Exercise materials »

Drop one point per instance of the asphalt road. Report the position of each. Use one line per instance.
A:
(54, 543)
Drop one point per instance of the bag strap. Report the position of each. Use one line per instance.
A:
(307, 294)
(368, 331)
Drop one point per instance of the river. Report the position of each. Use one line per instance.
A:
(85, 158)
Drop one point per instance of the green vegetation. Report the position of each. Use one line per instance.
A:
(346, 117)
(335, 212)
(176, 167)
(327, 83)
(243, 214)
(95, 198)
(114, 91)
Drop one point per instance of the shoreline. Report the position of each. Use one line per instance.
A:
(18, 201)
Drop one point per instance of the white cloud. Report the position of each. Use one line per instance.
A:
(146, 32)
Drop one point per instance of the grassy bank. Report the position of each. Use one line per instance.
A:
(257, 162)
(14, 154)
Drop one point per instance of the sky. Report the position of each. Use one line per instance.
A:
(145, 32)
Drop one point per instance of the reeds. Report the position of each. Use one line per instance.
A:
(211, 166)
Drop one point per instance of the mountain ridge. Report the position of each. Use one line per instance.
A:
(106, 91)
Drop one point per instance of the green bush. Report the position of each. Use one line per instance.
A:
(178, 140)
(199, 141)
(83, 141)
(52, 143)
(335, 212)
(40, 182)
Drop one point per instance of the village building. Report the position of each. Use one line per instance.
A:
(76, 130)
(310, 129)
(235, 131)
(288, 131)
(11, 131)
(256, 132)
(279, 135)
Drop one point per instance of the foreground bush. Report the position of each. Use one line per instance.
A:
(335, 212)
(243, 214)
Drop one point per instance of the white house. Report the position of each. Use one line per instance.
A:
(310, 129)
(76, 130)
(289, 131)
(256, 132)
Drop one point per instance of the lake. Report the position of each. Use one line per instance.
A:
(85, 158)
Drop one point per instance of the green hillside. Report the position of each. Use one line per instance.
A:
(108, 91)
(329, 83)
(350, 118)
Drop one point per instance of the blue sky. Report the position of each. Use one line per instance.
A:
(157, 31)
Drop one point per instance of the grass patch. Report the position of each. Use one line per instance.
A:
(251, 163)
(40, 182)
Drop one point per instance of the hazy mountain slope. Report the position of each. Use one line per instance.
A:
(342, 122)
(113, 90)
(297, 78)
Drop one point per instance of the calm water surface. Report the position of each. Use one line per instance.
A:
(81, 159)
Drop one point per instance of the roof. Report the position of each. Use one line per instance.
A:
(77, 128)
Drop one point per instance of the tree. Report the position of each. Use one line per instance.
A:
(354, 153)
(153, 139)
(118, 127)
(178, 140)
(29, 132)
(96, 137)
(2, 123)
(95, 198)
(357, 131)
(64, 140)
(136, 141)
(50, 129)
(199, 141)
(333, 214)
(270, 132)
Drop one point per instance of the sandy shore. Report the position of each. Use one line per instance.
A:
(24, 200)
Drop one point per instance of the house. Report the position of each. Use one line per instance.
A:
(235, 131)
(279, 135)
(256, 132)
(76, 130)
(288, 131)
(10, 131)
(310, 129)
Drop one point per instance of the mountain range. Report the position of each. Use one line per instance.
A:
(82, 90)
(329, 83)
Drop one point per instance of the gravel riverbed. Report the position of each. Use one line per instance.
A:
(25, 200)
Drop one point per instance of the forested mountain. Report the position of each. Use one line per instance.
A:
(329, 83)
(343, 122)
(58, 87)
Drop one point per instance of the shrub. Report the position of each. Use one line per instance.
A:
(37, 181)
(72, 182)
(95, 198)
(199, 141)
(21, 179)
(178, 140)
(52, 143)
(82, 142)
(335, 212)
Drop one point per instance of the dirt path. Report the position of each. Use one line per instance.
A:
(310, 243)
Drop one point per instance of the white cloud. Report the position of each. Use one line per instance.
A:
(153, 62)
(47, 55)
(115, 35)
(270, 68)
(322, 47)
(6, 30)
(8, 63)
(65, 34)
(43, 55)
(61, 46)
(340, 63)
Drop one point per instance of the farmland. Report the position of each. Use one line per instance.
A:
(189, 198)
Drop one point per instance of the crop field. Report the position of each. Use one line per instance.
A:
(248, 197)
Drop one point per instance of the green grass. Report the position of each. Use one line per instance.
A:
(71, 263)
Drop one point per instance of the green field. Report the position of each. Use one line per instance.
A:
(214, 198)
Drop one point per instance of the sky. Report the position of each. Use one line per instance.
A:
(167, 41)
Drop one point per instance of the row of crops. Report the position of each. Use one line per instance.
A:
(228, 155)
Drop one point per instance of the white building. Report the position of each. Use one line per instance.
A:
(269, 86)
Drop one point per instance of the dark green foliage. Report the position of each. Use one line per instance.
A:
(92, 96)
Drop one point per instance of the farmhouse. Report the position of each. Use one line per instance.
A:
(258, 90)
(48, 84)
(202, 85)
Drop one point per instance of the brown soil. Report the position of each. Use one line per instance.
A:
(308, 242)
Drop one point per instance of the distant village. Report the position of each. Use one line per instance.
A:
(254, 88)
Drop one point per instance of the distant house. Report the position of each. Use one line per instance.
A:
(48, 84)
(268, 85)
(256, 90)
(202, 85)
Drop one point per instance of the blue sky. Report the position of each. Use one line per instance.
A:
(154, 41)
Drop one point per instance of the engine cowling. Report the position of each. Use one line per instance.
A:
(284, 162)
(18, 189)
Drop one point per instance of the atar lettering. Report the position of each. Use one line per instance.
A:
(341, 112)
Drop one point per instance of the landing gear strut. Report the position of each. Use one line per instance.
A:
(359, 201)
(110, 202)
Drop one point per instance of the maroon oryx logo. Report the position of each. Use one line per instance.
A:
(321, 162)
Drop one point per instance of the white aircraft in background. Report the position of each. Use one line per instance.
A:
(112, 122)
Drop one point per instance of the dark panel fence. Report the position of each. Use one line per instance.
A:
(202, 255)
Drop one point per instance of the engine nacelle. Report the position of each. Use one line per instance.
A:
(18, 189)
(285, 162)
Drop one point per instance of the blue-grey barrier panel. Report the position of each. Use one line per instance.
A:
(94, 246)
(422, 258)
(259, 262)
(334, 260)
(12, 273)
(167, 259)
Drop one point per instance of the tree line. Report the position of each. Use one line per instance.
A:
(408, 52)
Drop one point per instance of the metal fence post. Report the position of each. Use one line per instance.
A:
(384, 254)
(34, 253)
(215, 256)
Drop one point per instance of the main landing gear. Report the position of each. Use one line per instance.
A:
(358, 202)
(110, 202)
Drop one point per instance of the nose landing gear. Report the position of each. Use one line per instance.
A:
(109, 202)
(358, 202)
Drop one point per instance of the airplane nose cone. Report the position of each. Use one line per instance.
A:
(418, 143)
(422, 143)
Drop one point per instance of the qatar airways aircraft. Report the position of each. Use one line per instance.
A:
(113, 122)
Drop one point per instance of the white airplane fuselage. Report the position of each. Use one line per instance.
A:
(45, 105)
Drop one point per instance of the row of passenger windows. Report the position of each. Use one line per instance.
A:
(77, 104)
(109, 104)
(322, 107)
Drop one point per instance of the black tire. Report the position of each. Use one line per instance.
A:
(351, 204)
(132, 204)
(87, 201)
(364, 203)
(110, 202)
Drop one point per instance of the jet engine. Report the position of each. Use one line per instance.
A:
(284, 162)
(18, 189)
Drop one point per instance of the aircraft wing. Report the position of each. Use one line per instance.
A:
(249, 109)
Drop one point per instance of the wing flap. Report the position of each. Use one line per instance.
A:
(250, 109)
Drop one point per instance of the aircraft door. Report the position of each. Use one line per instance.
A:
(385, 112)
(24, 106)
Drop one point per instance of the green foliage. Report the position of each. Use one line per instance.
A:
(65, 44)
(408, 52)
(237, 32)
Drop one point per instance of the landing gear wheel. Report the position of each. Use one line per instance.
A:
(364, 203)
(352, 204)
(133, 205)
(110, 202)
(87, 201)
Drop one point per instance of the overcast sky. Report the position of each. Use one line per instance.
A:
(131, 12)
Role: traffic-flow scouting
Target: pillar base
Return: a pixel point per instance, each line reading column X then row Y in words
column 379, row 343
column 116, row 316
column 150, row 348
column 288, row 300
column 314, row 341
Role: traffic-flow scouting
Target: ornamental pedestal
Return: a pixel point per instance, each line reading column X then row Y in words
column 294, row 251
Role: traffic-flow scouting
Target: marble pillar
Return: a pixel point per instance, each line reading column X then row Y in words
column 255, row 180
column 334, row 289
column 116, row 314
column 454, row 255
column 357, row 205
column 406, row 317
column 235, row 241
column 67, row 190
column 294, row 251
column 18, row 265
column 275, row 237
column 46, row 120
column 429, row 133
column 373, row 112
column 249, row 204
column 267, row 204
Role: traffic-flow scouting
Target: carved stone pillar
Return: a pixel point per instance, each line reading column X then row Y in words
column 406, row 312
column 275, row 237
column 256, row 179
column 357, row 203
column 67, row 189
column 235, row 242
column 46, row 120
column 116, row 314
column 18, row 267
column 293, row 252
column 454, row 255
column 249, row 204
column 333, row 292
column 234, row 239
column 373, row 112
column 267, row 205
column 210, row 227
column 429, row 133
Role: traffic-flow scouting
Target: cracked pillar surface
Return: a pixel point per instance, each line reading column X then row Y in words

Your objective » Reprint exactly the lines above that start at the one with "Drop one point per instance of the hazy" and end at the one with "Drop one point per instance of the tree.", keeping both and adding none.

Exercise output »
Drop one point per instance of the hazy mountain slope. Report the position of each. Use one line per instance.
A:
(342, 122)
(113, 90)
(297, 78)
Drop one point per instance of the calm water surface. Report the position of each. Use one line per instance.
A:
(81, 159)
Drop one point per instance of the roof. Report the position of each. Use one line per instance.
A:
(77, 128)
Drop one point per instance of the tree. Report the position of each. Use one line per instance.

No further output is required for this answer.